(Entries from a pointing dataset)
□ □ □ □ □
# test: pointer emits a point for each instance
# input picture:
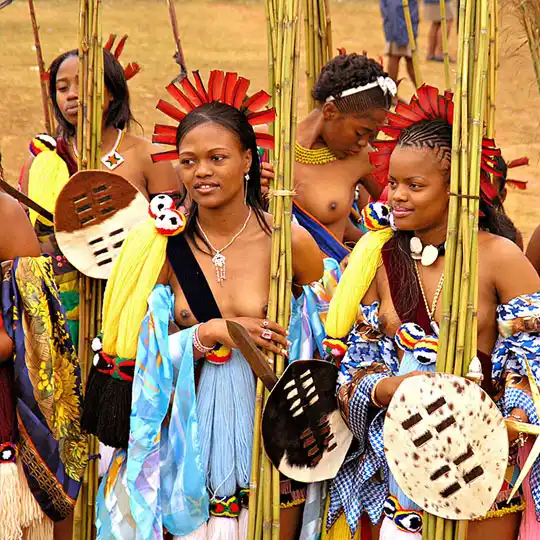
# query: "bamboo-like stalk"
(412, 43)
(474, 102)
(45, 98)
(446, 54)
(318, 41)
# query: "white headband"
(386, 84)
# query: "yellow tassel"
(340, 530)
(356, 280)
(42, 530)
(10, 525)
(31, 512)
(133, 277)
(48, 175)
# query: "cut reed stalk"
(446, 54)
(412, 43)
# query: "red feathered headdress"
(223, 87)
(428, 104)
(132, 68)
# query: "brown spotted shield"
(446, 445)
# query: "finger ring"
(266, 334)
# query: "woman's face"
(347, 134)
(212, 165)
(67, 90)
(418, 189)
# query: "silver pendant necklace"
(219, 260)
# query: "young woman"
(217, 269)
(404, 290)
(53, 160)
(40, 390)
(353, 94)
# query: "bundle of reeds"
(45, 98)
(412, 43)
(283, 46)
(459, 325)
(318, 40)
(91, 84)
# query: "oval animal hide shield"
(446, 445)
(94, 213)
(303, 432)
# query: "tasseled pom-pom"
(30, 511)
(113, 420)
(222, 529)
(408, 335)
(426, 349)
(93, 399)
(335, 347)
(10, 505)
(170, 222)
(376, 216)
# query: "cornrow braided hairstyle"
(347, 71)
(435, 135)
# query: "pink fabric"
(530, 528)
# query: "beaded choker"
(308, 156)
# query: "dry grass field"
(232, 36)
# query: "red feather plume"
(223, 87)
(429, 105)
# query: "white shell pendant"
(429, 255)
(415, 245)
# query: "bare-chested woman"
(405, 291)
(37, 502)
(353, 94)
(218, 269)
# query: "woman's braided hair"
(347, 71)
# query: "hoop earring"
(246, 181)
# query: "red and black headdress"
(428, 104)
(223, 87)
(133, 67)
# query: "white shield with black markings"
(446, 445)
(94, 213)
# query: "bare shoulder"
(507, 266)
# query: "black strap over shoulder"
(192, 279)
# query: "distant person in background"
(397, 38)
(432, 13)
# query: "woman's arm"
(533, 250)
(307, 257)
(512, 272)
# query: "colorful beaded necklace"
(319, 156)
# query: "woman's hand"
(517, 415)
(386, 388)
(215, 331)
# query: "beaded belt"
(404, 520)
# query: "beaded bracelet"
(197, 342)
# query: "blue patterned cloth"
(395, 29)
(363, 482)
(163, 484)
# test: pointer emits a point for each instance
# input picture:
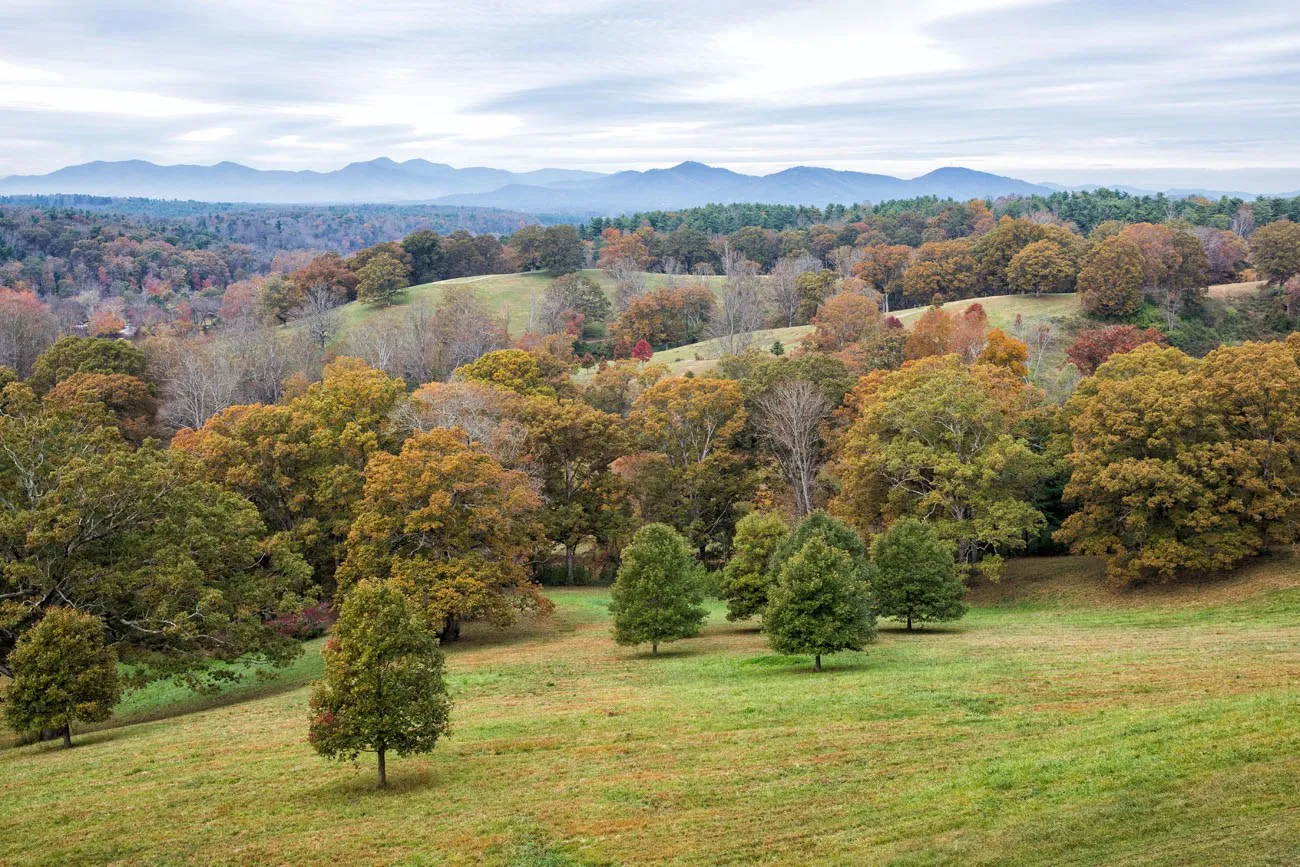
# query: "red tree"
(1096, 345)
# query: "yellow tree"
(449, 527)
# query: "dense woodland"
(221, 486)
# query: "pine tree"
(382, 686)
(657, 594)
(819, 605)
(914, 576)
(63, 672)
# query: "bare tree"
(784, 285)
(199, 380)
(319, 313)
(742, 310)
(791, 415)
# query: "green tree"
(826, 528)
(425, 250)
(63, 672)
(819, 605)
(746, 576)
(1277, 250)
(560, 250)
(657, 595)
(381, 281)
(72, 355)
(914, 576)
(382, 686)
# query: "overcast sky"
(1161, 91)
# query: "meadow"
(1060, 723)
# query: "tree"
(180, 571)
(746, 576)
(26, 329)
(63, 672)
(560, 250)
(1277, 250)
(1112, 277)
(939, 442)
(1093, 346)
(69, 355)
(657, 595)
(381, 281)
(931, 336)
(913, 575)
(1041, 267)
(424, 246)
(1183, 465)
(1006, 352)
(382, 686)
(818, 605)
(515, 369)
(701, 476)
(572, 447)
(453, 529)
(791, 417)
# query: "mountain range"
(542, 191)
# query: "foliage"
(381, 281)
(937, 441)
(657, 595)
(913, 575)
(447, 525)
(63, 672)
(1110, 278)
(1183, 465)
(178, 569)
(70, 355)
(746, 576)
(818, 603)
(382, 686)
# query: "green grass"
(1058, 724)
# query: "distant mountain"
(376, 181)
(693, 183)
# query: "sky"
(1161, 92)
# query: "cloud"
(1044, 89)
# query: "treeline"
(1082, 208)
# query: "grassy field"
(506, 294)
(1057, 724)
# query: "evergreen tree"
(63, 672)
(914, 576)
(830, 530)
(382, 686)
(746, 577)
(819, 605)
(657, 594)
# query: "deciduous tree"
(382, 688)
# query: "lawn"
(1058, 724)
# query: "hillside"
(1057, 724)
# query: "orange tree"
(1183, 465)
(449, 527)
(939, 442)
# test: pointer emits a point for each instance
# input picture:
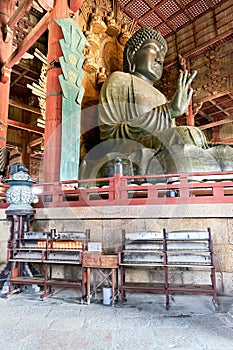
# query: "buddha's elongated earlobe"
(130, 56)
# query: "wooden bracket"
(5, 74)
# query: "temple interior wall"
(105, 224)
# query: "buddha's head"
(144, 54)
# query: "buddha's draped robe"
(132, 109)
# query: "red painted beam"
(26, 127)
(25, 6)
(30, 39)
(74, 5)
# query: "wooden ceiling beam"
(30, 39)
(23, 7)
(219, 122)
(22, 126)
(24, 106)
(198, 50)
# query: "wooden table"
(94, 261)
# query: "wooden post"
(52, 141)
(7, 8)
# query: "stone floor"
(61, 322)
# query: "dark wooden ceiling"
(167, 16)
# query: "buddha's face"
(147, 62)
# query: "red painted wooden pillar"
(52, 141)
(7, 8)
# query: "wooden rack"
(171, 252)
(44, 251)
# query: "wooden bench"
(172, 252)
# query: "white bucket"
(107, 295)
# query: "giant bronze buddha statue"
(137, 122)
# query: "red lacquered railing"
(215, 187)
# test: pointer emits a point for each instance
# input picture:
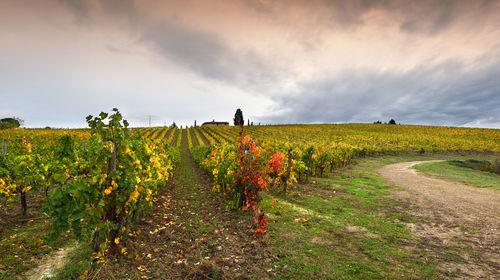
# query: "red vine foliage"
(254, 166)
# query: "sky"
(283, 61)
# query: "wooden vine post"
(288, 170)
(309, 172)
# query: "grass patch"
(22, 244)
(345, 227)
(462, 171)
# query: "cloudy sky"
(280, 61)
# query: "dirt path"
(461, 215)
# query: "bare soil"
(462, 228)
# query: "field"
(276, 202)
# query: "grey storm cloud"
(208, 55)
(444, 94)
(423, 16)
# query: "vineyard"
□ □ □ □ □
- [GIVEN TASK] Would you mind returning each entry above word for word, skipping the images?

- [TASK SOLUTION]
# test: pointer emits a point for each instance
# input picture:
# query: "bamboo-like stalk"
(412, 43)
(474, 102)
(45, 98)
(446, 54)
(318, 41)
# query: "white headband"
(386, 84)
# query: "yellow tassel"
(340, 530)
(356, 280)
(42, 530)
(10, 525)
(31, 512)
(133, 277)
(48, 175)
# query: "cut reed stalk"
(446, 54)
(412, 43)
# query: "red feathered headdress"
(223, 87)
(428, 104)
(132, 68)
# query: "brown spotted shield"
(446, 445)
# query: "finger ring"
(266, 334)
# query: "woman's face"
(347, 134)
(212, 165)
(67, 90)
(418, 189)
# query: "silver pendant necklace"
(219, 260)
# query: "young woman"
(217, 269)
(404, 290)
(53, 160)
(40, 390)
(353, 94)
# query: "bundle of reeds"
(45, 98)
(412, 43)
(283, 46)
(459, 325)
(318, 40)
(91, 84)
# query: "oval animal hide shield"
(446, 445)
(94, 213)
(303, 432)
# query: "tasseled pom-pom"
(30, 511)
(113, 420)
(222, 529)
(408, 335)
(426, 349)
(93, 399)
(335, 347)
(10, 505)
(170, 222)
(376, 216)
# query: "cornrow braided hairstyle"
(347, 71)
(435, 135)
# query: "pink fabric"
(530, 528)
# query: "beaded choker"
(308, 156)
# query: "dry grass field"
(232, 36)
# query: "red feather plume"
(223, 87)
(429, 105)
# query: "white shell pendant"
(429, 255)
(415, 245)
# query: "bare-chested woman"
(405, 291)
(37, 502)
(353, 94)
(218, 269)
# query: "woman's braided hair"
(347, 71)
# query: "hoop earring"
(246, 181)
# query: "red and black headdress"
(428, 104)
(223, 87)
(133, 67)
# query: "white shield with black markings"
(446, 445)
(94, 213)
# query: "bare shoulder"
(507, 266)
# query: "black strap over shoulder"
(192, 279)
# query: "distant person in background"
(397, 38)
(432, 13)
# query: "woman's arm"
(533, 250)
(307, 257)
(512, 272)
# query: "colorful beaded necklace"
(319, 156)
# query: "woman's hand"
(517, 415)
(386, 388)
(215, 331)
# query: "beaded belt"
(404, 520)
# query: "beaded bracelet"
(197, 342)
# query: "blue patterned cloth"
(395, 29)
(363, 482)
(163, 484)
# test: pointer emits a point for each instance
# input picture:
# query: "red tree"
(1096, 345)
# query: "yellow tree"
(449, 527)
# query: "dense woodland"
(221, 486)
# query: "pine tree"
(382, 686)
(657, 594)
(819, 605)
(914, 576)
(63, 672)
# query: "bare tree"
(784, 285)
(199, 380)
(319, 313)
(742, 310)
(791, 415)
# query: "green tree"
(826, 528)
(425, 250)
(63, 672)
(819, 605)
(746, 576)
(1277, 250)
(560, 250)
(657, 595)
(381, 281)
(72, 355)
(914, 576)
(382, 686)
# query: "overcast sky"
(1161, 91)
# query: "meadow"
(1060, 723)
# query: "tree"
(180, 571)
(746, 576)
(26, 329)
(63, 672)
(560, 250)
(1277, 250)
(1112, 277)
(939, 442)
(1093, 346)
(69, 355)
(657, 595)
(381, 281)
(931, 336)
(913, 575)
(1041, 267)
(424, 246)
(1183, 465)
(1006, 352)
(382, 686)
(818, 605)
(515, 369)
(701, 476)
(572, 447)
(453, 529)
(791, 417)
# query: "mountain range"
(542, 191)
# query: "foliage"
(381, 281)
(937, 441)
(657, 595)
(913, 575)
(447, 525)
(63, 672)
(1110, 278)
(1183, 465)
(178, 569)
(70, 355)
(746, 576)
(818, 603)
(382, 686)
# query: "green grass"
(1058, 724)
# query: "distant mountain"
(376, 181)
(693, 183)
# query: "sky"
(1161, 92)
# query: "cloud"
(1044, 89)
# query: "treeline"
(1082, 208)
# query: "grassy field"
(506, 294)
(1057, 724)
# query: "evergreen tree"
(63, 672)
(914, 576)
(830, 530)
(382, 686)
(746, 577)
(819, 605)
(657, 594)
# query: "deciduous tree"
(382, 688)
# query: "lawn"
(1058, 724)
# query: "hillside"
(1057, 724)
# query: "orange tree"
(1183, 465)
(449, 527)
(939, 442)
# test: pointer emits a point for each instance
# input picture:
# query: "buddha's elongated earlobe"
(130, 56)
# query: "wooden bracket"
(5, 74)
# query: "temple interior wall"
(105, 224)
# query: "buddha's head"
(144, 54)
# query: "buddha's draped robe"
(132, 109)
# query: "red painted beam"
(26, 127)
(25, 6)
(30, 39)
(74, 5)
# query: "wooden ceiling beam"
(30, 39)
(23, 7)
(219, 122)
(22, 126)
(24, 106)
(198, 50)
# query: "wooden table"
(94, 261)
# query: "wooden post"
(52, 141)
(7, 8)
# query: "stone floor"
(61, 322)
# query: "dark wooden ceiling"
(167, 16)
# query: "buddha's face"
(147, 62)
# query: "red painted wooden pillar"
(52, 141)
(7, 8)
# query: "wooden rack"
(171, 252)
(44, 251)
# query: "wooden bench"
(172, 252)
# query: "white bucket"
(107, 295)
# query: "giant bronze buddha statue"
(137, 122)
# query: "red lacquered railing"
(215, 187)
# test: pointer emits a point for each instance
# input picture:
# query: "red vine foliage"
(254, 166)
# query: "sky"
(283, 61)
# query: "wooden vine post"
(288, 170)
(309, 172)
# query: "grass patch"
(22, 244)
(345, 227)
(462, 171)
# query: "cloudy sky"
(280, 61)
# query: "dirt path"
(461, 215)
# query: "bare soil"
(462, 228)
# query: "field"
(276, 202)
# query: "grey storm cloud"
(208, 55)
(444, 94)
(423, 16)
# query: "vineyard"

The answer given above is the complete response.